▶ What you need to do:
Copy the entries from the beginning through the line containing "x=624, y=410", changing "marker" to "pin" and keeping everything else the same. Leave the pictures out of your answer.

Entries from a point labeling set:
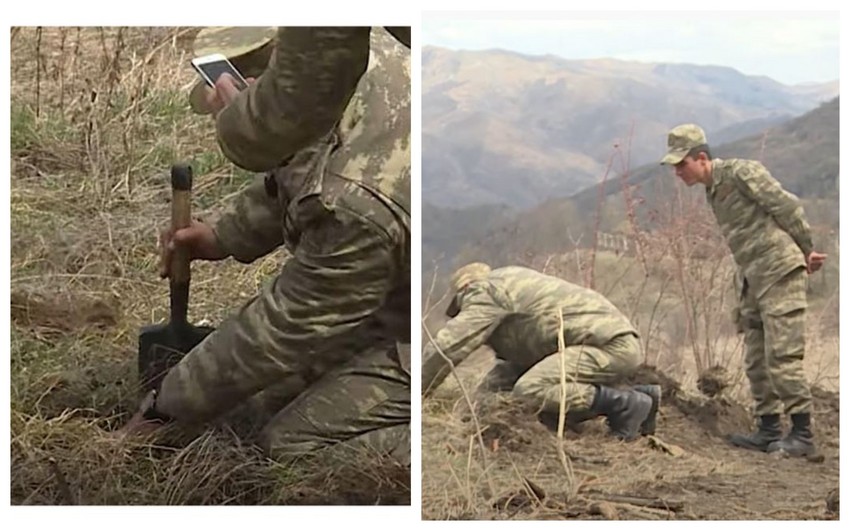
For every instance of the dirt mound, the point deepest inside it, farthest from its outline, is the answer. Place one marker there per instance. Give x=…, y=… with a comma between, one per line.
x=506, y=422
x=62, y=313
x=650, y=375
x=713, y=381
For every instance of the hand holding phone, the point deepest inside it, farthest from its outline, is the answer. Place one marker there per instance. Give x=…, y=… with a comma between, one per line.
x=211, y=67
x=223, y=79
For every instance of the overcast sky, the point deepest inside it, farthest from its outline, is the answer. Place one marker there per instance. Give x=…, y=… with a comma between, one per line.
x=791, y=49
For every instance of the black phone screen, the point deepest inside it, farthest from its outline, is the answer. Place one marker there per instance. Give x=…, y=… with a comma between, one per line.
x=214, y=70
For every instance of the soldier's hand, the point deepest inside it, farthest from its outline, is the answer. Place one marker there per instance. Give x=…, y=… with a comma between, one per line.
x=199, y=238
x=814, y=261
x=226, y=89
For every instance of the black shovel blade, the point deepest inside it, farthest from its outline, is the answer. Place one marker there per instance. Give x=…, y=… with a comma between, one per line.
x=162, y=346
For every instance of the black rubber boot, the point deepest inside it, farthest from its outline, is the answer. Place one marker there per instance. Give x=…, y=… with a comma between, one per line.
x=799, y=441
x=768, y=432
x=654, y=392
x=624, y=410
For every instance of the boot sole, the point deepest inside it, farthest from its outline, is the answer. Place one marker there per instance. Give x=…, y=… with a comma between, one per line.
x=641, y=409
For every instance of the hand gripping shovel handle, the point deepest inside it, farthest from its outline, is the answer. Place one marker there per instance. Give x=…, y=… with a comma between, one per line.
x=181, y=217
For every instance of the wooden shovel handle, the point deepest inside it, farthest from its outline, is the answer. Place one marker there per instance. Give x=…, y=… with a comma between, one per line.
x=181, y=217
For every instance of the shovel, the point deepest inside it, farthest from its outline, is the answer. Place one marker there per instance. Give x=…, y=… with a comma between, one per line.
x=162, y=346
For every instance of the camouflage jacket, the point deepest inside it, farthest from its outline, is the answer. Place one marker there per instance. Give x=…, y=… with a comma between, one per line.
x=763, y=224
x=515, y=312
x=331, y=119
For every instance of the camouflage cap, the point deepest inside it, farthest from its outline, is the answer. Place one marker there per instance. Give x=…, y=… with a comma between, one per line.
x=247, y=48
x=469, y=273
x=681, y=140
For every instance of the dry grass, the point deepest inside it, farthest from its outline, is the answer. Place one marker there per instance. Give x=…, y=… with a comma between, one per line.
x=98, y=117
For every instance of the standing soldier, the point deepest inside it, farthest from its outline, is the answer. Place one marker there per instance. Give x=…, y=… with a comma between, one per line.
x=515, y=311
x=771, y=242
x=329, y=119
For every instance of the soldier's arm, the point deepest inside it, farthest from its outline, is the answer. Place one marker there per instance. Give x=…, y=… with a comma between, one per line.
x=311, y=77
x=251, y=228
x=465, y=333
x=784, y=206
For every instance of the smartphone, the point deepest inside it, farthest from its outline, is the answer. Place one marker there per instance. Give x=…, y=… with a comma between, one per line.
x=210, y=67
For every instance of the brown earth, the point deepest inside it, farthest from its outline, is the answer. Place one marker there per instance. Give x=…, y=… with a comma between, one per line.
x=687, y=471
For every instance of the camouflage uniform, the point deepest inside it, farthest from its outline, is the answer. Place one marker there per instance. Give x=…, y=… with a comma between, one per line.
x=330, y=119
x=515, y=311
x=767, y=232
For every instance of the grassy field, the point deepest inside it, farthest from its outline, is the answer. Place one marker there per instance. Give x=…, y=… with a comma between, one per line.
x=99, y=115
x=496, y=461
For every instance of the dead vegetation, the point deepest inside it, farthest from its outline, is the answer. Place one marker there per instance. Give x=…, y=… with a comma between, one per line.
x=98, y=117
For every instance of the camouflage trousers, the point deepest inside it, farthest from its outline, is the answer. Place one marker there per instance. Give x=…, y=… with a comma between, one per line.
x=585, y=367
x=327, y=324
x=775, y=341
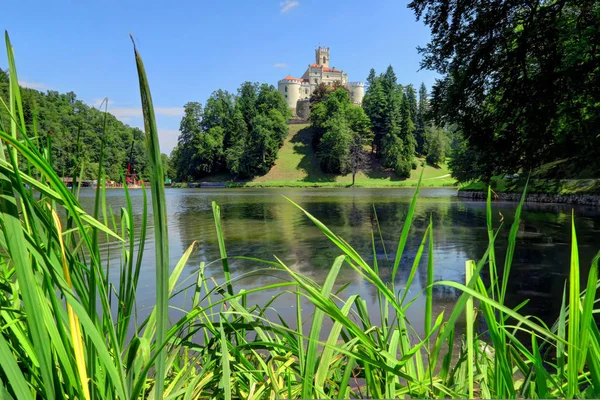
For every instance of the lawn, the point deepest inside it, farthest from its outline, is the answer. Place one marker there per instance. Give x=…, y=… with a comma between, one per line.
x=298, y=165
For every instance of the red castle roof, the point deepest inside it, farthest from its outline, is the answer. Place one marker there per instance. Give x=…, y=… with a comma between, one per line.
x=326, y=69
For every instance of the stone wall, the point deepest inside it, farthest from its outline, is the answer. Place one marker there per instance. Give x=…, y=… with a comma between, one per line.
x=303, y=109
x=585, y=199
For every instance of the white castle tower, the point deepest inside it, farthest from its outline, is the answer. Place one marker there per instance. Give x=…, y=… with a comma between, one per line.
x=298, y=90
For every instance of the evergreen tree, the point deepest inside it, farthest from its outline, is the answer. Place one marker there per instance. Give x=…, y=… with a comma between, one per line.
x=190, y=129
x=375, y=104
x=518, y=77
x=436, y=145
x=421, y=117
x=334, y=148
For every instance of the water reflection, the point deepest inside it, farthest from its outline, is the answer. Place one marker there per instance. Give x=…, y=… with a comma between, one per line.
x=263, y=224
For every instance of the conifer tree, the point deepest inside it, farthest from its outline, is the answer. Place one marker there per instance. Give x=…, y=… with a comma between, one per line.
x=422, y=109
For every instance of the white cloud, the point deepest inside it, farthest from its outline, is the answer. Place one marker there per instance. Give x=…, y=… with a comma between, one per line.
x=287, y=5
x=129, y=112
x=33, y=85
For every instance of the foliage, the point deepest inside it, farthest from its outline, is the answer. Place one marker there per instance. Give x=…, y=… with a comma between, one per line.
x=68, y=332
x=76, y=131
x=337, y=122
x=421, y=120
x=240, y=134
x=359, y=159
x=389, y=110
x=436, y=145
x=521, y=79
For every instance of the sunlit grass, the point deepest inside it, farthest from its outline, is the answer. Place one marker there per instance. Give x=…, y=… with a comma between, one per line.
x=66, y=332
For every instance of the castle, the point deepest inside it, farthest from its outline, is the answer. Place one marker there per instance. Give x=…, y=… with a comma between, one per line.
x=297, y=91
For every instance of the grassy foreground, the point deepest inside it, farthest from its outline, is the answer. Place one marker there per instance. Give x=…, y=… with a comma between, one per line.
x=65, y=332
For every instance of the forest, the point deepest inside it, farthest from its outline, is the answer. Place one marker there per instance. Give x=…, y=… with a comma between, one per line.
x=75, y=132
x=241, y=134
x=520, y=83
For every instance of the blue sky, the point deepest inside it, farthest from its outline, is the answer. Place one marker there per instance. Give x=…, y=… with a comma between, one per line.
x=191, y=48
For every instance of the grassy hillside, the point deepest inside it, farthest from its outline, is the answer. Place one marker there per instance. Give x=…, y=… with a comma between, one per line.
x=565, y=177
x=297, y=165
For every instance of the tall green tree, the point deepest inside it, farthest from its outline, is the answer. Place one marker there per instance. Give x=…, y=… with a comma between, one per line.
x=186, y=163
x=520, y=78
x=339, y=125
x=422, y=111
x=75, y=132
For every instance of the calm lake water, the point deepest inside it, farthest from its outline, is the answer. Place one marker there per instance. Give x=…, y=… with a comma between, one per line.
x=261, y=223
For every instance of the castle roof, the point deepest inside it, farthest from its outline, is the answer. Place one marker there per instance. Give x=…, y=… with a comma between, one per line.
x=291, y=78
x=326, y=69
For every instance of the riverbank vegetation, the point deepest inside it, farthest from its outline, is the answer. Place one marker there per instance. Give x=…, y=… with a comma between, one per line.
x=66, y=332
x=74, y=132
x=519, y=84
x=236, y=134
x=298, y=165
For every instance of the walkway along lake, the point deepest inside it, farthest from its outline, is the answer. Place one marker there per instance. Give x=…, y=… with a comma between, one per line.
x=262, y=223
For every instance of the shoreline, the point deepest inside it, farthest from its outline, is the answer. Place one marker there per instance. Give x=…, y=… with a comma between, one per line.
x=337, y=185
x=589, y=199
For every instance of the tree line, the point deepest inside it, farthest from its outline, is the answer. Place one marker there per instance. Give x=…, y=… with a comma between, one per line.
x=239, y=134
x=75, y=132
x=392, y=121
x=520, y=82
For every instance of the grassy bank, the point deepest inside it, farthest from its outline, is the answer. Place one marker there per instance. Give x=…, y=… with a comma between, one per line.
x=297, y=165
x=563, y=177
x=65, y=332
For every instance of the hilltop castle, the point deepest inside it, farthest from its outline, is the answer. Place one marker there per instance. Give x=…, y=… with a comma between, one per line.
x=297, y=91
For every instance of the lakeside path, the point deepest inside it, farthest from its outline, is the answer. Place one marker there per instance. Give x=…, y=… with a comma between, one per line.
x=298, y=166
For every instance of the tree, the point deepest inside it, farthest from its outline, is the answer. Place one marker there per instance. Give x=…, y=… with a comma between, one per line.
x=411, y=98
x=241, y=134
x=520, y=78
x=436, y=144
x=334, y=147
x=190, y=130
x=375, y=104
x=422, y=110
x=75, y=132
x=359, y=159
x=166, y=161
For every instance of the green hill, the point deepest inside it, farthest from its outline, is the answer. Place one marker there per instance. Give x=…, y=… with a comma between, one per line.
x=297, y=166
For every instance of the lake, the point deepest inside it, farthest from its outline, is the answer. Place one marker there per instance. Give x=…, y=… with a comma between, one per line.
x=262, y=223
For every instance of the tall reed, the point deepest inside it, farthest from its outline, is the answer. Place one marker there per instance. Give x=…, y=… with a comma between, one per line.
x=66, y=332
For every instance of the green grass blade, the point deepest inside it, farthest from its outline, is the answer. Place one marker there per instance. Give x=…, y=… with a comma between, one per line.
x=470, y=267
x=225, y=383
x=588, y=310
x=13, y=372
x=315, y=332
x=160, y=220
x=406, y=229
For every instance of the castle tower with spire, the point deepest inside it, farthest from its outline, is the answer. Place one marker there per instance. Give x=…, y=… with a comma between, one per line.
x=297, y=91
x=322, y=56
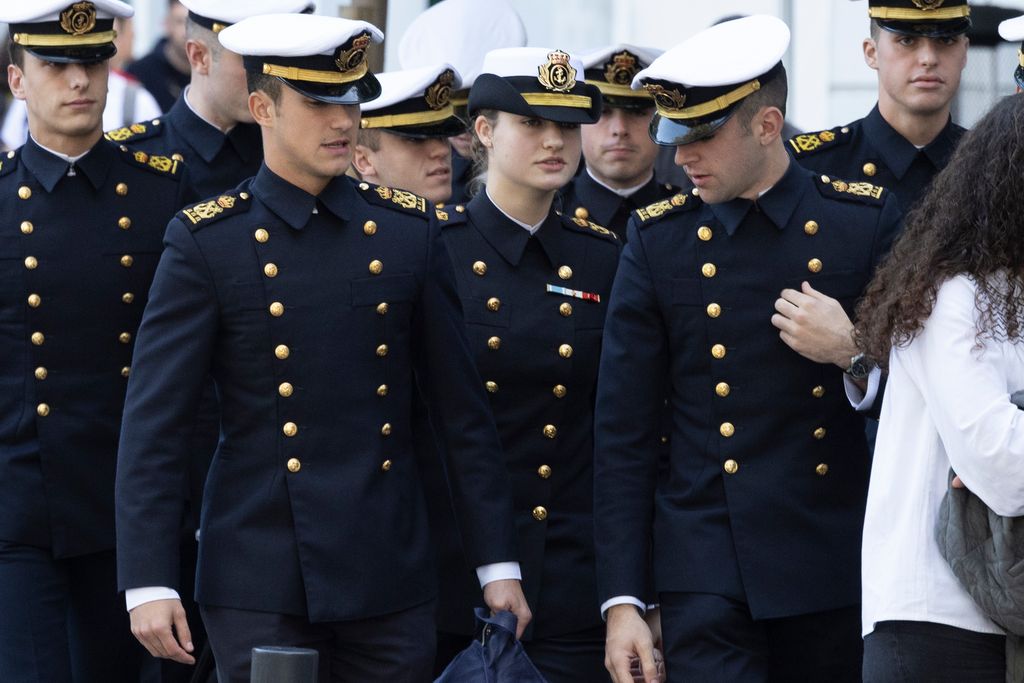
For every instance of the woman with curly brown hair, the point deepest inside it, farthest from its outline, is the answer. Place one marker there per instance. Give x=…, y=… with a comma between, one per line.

▶ Problem solution:
For every instance of the dirt mound, the point deepest inside it, farthest from its outline, is the answer. Place one pin there per instance. Give x=…, y=… with a comma between, one per line.
x=506, y=422
x=62, y=313
x=650, y=375
x=713, y=381
For every instance of the hand holding phone, the point deepest inside it, farthest from its outline, is the answer. Place one pin there per instance. Give x=…, y=… with a comma between, one per line.
x=211, y=67
x=223, y=79
For every instance of the overcast sky, the point deepest inside it, farthest from its outline, is the answer. Place one pin there per instance. Give x=…, y=… with a comma between, one per line.
x=791, y=49
For every instance of the black phone screen, the point deepest inside it, farthest from its outline, is the answer. Place one pin there per instance. Give x=…, y=… with a comma between, one per line.
x=214, y=70
For every instance of the soldier's hand, the point deepest inside it, farthest from its outline, is the answer. Place one pin there per instance. Give x=…, y=… with a comma between, one per line.
x=199, y=238
x=814, y=261
x=226, y=89
For every instance of the black shovel blade, the point deepest inside it, farthest from its outline, is the answer. Place one pin there per instance. Give x=…, y=… with a comma between, one per line.
x=162, y=346
For every instance of the black rubber boot, the point deepest inside it, farthest from its outline, is the answer. Place one pin there per instance. Give x=…, y=… with a comma between, one per line.
x=799, y=441
x=768, y=432
x=654, y=392
x=624, y=410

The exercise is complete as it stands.